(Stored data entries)
*** Begin section ***
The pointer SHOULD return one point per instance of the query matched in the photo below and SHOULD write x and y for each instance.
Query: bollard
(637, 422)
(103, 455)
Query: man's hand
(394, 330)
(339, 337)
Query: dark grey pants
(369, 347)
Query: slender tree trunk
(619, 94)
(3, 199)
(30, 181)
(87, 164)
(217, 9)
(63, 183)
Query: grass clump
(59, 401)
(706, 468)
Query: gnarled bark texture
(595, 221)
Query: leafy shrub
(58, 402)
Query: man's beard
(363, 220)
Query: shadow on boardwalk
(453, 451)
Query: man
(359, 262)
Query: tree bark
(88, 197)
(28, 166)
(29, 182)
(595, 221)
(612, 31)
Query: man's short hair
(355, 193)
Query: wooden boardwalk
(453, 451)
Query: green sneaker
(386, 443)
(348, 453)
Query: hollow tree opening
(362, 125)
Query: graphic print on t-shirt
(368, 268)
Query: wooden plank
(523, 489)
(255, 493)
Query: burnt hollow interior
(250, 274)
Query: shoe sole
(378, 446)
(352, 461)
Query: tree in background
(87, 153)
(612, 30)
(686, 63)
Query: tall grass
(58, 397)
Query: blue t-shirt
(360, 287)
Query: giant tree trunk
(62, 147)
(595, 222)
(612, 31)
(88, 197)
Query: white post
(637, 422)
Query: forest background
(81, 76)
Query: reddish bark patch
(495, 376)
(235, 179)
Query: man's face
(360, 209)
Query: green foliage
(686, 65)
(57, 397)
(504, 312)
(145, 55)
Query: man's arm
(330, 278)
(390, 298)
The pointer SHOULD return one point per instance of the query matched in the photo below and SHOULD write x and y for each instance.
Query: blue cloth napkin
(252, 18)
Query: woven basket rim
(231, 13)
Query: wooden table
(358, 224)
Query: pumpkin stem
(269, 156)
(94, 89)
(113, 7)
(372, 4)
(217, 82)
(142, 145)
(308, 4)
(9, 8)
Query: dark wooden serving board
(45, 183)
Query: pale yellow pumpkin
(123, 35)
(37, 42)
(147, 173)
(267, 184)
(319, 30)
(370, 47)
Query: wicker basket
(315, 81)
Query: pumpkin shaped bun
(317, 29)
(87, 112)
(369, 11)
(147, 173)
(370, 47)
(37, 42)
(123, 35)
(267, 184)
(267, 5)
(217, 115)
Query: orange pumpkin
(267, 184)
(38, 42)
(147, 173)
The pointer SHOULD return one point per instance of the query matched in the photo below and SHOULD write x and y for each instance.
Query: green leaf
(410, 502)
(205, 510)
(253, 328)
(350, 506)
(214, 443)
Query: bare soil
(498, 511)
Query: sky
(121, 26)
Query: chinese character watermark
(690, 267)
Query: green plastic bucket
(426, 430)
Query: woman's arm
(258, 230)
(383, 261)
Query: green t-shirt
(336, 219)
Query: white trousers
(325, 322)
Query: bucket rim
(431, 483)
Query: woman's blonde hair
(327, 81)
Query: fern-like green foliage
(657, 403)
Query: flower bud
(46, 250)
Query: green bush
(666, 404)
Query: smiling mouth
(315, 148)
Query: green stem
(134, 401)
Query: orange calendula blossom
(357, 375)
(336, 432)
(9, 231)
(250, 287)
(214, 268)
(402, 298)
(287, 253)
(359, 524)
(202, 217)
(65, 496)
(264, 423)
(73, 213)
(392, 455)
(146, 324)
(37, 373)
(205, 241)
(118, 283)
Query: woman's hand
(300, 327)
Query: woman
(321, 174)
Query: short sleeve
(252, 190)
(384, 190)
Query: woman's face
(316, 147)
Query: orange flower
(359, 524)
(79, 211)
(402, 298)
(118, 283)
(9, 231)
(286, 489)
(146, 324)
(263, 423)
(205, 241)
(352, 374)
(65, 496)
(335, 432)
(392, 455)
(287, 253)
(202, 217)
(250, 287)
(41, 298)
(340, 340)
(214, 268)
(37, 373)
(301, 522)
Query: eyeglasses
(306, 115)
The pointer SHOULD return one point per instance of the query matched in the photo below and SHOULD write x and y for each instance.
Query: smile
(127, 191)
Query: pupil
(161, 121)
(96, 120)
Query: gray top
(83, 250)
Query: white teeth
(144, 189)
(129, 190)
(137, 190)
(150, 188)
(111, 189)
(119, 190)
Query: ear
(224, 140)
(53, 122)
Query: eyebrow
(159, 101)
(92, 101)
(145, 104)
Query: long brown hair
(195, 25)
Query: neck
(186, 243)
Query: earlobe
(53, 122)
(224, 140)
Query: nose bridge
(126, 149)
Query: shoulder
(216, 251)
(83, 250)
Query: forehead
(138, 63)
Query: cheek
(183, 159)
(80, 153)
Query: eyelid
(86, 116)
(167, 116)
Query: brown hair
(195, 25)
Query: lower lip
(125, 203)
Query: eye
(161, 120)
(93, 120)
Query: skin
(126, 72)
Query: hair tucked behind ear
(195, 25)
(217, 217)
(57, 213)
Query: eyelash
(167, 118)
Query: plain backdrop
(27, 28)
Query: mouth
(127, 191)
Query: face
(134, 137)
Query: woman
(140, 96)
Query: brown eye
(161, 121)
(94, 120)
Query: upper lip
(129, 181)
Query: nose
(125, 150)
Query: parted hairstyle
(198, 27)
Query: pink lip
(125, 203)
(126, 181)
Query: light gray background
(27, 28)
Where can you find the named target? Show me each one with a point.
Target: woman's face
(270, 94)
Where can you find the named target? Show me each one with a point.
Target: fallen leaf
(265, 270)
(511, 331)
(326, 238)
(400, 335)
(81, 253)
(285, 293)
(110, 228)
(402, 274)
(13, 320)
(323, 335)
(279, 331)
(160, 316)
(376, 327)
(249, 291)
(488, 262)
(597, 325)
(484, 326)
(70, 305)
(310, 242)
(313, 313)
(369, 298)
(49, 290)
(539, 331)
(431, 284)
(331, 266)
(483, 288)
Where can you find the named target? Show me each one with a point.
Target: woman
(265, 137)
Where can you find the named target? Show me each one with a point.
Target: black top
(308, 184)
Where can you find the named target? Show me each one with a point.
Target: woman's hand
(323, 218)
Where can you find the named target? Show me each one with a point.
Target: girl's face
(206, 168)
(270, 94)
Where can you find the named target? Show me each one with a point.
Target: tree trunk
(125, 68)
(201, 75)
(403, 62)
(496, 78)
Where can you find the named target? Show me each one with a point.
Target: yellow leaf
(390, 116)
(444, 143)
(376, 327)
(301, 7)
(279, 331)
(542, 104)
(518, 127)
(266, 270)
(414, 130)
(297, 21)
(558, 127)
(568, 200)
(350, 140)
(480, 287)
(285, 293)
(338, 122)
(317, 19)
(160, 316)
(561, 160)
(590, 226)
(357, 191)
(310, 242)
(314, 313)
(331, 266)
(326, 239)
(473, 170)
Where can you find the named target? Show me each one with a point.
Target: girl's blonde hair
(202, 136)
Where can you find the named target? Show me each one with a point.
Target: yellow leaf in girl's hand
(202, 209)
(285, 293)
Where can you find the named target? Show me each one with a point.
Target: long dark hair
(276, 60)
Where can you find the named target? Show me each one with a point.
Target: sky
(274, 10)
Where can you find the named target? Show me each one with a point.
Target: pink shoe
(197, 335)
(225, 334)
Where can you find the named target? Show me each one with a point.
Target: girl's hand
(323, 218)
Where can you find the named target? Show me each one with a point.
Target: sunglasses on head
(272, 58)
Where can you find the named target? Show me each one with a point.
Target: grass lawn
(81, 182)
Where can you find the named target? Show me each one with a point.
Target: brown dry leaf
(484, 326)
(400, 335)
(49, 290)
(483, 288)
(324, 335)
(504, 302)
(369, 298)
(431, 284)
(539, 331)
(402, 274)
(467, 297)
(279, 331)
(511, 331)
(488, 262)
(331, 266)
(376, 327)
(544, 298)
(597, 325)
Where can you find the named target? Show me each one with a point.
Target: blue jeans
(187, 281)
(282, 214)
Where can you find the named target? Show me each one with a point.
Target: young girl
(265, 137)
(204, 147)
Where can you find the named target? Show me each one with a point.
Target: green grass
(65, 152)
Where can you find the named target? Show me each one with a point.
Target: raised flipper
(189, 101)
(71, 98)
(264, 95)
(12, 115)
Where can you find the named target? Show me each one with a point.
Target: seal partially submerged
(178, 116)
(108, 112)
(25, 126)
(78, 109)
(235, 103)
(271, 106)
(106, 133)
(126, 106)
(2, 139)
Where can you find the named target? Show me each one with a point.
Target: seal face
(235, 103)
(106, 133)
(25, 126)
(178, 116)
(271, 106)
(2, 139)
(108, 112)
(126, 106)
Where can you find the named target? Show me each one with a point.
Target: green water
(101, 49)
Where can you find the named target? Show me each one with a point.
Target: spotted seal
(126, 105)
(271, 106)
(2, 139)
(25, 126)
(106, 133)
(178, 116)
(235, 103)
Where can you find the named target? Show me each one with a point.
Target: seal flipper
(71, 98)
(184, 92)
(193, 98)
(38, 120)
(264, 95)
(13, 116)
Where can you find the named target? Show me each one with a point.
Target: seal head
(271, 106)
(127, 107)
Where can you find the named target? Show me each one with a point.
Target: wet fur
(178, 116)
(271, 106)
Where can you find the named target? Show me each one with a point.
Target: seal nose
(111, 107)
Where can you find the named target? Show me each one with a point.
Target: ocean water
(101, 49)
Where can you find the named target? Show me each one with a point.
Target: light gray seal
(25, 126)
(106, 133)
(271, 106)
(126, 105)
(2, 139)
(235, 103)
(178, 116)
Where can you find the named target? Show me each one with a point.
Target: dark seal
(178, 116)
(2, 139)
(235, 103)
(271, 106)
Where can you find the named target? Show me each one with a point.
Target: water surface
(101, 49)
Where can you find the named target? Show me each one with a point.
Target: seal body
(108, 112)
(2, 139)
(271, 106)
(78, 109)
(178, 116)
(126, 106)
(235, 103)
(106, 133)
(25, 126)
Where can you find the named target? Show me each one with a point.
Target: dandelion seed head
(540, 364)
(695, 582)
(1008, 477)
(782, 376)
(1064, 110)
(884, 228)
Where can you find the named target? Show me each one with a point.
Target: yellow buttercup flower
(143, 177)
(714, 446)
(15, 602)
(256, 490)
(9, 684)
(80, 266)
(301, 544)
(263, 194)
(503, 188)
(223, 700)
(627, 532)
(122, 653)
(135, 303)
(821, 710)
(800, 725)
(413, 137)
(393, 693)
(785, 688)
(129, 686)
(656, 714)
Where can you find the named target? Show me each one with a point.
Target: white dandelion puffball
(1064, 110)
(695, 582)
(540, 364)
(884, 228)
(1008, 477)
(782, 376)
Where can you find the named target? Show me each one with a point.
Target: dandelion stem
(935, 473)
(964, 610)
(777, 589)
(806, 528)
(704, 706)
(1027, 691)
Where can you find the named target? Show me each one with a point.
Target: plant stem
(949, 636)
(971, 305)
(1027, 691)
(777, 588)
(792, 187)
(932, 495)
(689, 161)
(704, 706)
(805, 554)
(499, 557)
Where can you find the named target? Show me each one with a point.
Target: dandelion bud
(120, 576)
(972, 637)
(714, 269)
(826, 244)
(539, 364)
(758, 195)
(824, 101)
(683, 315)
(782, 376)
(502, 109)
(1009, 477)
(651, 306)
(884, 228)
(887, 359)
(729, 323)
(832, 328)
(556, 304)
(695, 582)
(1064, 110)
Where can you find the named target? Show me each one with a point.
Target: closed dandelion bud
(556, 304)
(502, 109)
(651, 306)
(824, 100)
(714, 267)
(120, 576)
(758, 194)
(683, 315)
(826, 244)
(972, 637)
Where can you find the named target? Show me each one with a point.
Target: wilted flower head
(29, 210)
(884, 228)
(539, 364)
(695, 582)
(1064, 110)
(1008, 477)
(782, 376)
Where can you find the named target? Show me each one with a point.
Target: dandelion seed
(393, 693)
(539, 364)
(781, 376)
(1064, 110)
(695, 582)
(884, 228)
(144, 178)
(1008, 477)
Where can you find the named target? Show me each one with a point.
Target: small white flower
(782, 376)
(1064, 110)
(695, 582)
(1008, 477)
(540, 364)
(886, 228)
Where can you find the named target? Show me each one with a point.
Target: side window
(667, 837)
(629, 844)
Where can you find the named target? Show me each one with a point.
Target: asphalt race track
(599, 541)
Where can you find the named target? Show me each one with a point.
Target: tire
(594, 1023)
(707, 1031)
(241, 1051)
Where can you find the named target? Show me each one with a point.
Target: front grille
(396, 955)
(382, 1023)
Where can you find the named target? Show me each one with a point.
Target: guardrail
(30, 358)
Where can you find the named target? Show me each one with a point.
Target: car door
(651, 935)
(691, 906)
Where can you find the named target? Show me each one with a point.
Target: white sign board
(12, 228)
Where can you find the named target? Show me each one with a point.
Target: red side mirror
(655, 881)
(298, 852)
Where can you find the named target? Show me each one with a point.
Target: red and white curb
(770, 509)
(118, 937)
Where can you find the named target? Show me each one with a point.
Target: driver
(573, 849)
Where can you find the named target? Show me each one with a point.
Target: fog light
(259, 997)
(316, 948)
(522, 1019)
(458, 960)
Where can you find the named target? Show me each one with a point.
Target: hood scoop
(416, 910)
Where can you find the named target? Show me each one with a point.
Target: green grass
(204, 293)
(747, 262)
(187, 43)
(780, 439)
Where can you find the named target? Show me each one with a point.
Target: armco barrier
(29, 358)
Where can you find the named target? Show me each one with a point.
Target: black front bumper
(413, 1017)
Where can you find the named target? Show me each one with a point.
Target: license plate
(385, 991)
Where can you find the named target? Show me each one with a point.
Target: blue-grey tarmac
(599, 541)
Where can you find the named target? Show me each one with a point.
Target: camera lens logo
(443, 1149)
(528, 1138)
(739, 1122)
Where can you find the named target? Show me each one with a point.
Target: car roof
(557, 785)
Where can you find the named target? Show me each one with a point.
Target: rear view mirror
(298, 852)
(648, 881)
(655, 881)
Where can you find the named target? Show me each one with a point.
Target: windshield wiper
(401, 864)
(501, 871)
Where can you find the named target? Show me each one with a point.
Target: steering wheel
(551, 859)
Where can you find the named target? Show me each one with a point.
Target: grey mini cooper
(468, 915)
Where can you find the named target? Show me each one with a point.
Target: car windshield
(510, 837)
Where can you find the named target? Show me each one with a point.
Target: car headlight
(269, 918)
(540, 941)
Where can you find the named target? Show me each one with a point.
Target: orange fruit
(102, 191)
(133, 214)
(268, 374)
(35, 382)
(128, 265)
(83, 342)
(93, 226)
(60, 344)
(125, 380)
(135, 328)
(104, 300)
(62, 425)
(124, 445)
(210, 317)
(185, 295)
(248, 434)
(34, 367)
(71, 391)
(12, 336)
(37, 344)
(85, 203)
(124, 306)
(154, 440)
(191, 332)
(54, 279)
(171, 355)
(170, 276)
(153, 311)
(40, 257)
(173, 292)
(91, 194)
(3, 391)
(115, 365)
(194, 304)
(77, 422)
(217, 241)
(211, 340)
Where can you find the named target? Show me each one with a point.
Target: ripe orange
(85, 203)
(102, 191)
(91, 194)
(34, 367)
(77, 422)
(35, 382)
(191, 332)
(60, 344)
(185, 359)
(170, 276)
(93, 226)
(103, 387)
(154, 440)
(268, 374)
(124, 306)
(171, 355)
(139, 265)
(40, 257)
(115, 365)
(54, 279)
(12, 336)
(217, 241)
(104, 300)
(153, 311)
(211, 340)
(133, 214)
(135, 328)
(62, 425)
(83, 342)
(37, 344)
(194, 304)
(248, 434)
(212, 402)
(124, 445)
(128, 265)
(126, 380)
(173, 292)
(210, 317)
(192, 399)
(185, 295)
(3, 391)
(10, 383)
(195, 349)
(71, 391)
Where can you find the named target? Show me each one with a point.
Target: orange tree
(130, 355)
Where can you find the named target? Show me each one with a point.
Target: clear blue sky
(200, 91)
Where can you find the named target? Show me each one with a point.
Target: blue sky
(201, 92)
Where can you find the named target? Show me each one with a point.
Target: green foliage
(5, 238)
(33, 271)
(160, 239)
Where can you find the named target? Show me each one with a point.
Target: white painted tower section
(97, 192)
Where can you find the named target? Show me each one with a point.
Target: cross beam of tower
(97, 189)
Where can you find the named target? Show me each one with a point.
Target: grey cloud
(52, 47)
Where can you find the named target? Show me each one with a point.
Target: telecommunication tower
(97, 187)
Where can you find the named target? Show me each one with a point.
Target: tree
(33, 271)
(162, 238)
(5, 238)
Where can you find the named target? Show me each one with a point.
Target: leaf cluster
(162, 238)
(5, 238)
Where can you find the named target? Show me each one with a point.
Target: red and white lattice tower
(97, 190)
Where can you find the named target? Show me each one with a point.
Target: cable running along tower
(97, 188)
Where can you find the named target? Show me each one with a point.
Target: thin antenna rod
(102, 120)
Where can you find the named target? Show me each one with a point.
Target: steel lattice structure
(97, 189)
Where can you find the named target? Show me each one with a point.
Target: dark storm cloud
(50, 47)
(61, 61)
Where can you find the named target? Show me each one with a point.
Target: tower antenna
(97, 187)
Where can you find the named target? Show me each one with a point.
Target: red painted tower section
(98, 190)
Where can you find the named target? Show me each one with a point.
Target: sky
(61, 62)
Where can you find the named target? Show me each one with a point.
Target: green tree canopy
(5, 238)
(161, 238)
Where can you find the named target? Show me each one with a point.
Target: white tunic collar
*** End section ***
Exercise directions: Your answer should be the lines from the one containing "Target: dark storm cloud" through the last line of the records, repeated exactly and with nothing added.

Task answer:
Target: dark storm cloud
(50, 47)
(61, 61)
Where can you find the named target? Show me each one with a point.
Target: tower antenna
(97, 187)
Where can you find the named target? Show me each one with a point.
Target: red painted tower section
(98, 190)
Where can you find the named target? Show me each one with a point.
Target: sky
(61, 62)
Where can you find the named target? Show me each one with a point.
Target: green tree canopy
(5, 238)
(161, 238)
Where can you find the named target? Show me each one with a point.
Target: white tunic collar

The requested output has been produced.